Below are records; transcribe only the line with "Mark each instance of the green hedge" and those after it, through the last line, without any change.

___ Dataset rows ___

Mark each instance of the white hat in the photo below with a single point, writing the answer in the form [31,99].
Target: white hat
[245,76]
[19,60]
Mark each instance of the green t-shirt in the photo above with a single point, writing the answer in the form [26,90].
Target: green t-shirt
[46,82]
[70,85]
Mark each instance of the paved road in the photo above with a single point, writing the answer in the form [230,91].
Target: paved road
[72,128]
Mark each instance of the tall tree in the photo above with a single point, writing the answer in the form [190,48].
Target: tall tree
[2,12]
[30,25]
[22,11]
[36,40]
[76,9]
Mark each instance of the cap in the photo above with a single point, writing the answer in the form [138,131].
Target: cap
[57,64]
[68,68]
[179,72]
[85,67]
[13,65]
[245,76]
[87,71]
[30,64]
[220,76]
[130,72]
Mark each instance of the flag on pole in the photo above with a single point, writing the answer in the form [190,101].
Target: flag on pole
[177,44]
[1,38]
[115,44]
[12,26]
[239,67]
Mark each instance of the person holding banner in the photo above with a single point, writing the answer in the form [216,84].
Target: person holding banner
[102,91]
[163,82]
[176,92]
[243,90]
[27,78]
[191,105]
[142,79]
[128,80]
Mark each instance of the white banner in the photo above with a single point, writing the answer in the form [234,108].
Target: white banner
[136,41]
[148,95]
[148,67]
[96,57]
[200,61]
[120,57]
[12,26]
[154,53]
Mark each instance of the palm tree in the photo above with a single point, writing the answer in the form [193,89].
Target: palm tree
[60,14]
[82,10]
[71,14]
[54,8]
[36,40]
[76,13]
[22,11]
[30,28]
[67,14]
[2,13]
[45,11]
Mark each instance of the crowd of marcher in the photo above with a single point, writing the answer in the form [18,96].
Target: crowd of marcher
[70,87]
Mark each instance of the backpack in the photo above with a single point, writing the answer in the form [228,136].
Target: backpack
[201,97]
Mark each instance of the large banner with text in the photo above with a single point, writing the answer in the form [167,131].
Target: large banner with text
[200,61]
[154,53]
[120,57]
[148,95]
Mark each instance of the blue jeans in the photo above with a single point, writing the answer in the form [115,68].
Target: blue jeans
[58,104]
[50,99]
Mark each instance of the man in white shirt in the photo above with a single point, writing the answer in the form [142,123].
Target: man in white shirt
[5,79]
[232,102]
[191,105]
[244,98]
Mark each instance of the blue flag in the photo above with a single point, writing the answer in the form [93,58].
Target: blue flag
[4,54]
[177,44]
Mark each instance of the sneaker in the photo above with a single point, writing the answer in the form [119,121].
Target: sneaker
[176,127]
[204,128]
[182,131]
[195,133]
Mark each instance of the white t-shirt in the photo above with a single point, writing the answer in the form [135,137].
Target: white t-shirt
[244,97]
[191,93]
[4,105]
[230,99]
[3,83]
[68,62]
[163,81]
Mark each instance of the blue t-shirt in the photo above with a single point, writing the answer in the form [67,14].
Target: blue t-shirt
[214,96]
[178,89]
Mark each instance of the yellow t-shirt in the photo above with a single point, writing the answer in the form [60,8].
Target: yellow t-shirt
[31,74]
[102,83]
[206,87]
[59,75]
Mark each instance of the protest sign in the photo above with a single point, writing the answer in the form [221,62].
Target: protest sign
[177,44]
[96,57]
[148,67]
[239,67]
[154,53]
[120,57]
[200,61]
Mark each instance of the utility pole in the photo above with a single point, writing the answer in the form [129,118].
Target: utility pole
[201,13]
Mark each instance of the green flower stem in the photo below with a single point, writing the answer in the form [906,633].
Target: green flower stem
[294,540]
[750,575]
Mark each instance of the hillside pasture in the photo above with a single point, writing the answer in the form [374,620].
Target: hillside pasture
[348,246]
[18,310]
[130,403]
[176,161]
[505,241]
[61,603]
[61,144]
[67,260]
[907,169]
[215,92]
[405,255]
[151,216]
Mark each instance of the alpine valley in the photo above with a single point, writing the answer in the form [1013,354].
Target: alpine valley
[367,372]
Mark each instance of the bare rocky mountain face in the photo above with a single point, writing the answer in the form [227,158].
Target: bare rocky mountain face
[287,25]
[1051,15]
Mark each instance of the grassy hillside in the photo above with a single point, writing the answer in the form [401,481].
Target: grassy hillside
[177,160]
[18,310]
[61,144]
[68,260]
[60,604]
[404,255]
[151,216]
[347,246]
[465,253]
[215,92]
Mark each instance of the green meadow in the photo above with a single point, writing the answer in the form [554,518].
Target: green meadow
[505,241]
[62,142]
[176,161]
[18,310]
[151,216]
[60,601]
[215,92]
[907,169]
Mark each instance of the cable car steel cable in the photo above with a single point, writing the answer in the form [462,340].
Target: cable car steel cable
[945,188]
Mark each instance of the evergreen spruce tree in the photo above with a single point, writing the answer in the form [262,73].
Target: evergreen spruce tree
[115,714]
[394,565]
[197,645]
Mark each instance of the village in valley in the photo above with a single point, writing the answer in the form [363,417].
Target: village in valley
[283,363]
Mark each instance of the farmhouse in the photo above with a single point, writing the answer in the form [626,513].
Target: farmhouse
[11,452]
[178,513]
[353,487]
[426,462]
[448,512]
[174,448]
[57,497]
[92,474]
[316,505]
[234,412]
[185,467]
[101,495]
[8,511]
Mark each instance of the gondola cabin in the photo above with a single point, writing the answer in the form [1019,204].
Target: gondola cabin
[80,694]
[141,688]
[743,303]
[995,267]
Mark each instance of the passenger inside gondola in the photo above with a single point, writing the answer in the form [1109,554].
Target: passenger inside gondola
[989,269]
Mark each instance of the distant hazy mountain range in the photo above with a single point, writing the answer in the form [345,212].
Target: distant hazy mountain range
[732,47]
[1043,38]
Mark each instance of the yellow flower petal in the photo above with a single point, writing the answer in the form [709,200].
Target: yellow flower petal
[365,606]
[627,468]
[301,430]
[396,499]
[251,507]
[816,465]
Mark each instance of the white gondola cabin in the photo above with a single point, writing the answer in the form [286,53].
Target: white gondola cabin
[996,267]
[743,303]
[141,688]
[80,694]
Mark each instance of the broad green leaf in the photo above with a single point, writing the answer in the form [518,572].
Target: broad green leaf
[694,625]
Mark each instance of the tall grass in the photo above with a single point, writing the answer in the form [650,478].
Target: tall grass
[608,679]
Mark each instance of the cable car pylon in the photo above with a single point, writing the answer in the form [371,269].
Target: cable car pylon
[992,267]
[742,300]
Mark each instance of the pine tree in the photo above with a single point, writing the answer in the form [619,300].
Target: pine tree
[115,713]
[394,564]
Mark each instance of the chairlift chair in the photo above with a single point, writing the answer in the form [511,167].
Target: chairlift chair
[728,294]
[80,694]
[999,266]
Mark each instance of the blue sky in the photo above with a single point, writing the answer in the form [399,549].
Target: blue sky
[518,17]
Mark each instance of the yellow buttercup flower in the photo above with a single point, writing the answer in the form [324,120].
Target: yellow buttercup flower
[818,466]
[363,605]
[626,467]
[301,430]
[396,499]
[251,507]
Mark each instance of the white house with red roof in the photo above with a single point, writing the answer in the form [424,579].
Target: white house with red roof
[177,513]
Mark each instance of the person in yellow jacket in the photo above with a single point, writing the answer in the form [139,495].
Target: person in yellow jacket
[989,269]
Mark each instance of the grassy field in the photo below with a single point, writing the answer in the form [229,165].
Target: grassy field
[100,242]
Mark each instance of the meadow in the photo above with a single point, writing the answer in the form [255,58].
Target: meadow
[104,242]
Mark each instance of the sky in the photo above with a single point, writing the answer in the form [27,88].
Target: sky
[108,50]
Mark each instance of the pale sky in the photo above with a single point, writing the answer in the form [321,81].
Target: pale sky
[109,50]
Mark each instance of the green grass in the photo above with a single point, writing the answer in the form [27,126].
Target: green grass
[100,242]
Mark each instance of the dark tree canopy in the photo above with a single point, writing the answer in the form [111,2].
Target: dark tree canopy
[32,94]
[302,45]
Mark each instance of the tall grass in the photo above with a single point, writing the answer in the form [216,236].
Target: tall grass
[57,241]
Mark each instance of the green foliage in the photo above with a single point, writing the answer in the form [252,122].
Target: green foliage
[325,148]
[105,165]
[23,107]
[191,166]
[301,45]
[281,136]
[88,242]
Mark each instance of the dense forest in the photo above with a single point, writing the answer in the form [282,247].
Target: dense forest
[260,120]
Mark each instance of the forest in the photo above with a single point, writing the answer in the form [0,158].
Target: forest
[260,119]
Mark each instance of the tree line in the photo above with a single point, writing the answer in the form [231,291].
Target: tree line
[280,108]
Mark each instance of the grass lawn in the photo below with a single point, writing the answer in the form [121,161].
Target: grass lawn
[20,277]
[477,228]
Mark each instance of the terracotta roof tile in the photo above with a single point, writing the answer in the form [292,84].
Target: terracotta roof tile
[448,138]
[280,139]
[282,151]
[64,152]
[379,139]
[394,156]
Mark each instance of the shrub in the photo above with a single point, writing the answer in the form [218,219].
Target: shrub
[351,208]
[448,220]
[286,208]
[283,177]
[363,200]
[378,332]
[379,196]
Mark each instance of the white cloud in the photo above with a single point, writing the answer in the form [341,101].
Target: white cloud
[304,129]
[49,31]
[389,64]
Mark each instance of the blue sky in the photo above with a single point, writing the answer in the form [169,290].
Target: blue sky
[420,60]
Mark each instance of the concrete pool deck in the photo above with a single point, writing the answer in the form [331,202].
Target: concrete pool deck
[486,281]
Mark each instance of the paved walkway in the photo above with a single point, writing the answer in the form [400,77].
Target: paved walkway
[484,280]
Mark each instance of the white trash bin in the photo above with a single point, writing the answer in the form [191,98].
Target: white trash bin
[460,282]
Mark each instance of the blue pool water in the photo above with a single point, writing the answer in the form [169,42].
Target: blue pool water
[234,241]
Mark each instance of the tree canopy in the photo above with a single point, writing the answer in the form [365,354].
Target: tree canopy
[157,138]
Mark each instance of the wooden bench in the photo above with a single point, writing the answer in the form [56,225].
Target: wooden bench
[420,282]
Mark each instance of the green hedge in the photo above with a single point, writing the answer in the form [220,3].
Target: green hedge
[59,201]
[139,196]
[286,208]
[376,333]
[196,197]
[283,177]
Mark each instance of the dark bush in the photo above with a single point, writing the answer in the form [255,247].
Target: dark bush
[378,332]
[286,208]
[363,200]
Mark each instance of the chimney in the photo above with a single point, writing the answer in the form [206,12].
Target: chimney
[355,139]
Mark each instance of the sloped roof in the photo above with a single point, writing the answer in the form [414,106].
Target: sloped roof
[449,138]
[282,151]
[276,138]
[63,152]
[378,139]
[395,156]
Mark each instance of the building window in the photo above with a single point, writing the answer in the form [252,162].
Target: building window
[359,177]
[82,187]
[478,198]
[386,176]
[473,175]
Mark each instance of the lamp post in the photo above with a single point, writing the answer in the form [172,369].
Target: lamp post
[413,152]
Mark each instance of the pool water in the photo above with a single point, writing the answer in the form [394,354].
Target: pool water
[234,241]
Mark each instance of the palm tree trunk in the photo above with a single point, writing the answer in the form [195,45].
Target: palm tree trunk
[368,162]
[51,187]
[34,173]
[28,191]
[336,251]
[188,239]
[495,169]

___

- Task solution
Mark each instance of the green hedge in the photo above with a single point, writing the answer in the form [220,3].
Target: green hedge
[59,201]
[139,196]
[286,208]
[376,333]
[196,197]
[283,177]
Mark each instance of the dark bush in the photo above with a single point, writing the answer in the form [255,247].
Target: dark bush
[378,332]
[286,208]
[363,200]
Mark each instance of the chimney in the photo above with a single point, writing the answer in the form [206,12].
Target: chimney
[355,139]
Mark each instance of the sloped roof in the photo above with a single point, writing the answer in the form [414,106].
Target: sloped roof
[449,138]
[282,151]
[276,138]
[63,152]
[378,139]
[395,156]
Mark each instance of the building window in the photo above with a single point, writing the answer in the form [252,162].
Target: building window
[359,177]
[82,187]
[478,198]
[386,176]
[473,175]
Mark each instance of the lamp post in the photo above with a single point, writing the answer in the form [172,369].
Target: lamp post
[413,152]
Mark each instance of the pool water in the photo above with a single point, writing the answer in the form [394,354].
Target: pool water
[234,241]
Mark each instance of the palm tree trunk in the photo above with a single point, writing the answer in the form [195,45].
Target: palm tree trunk
[368,162]
[51,187]
[34,173]
[28,191]
[336,251]
[188,239]
[495,169]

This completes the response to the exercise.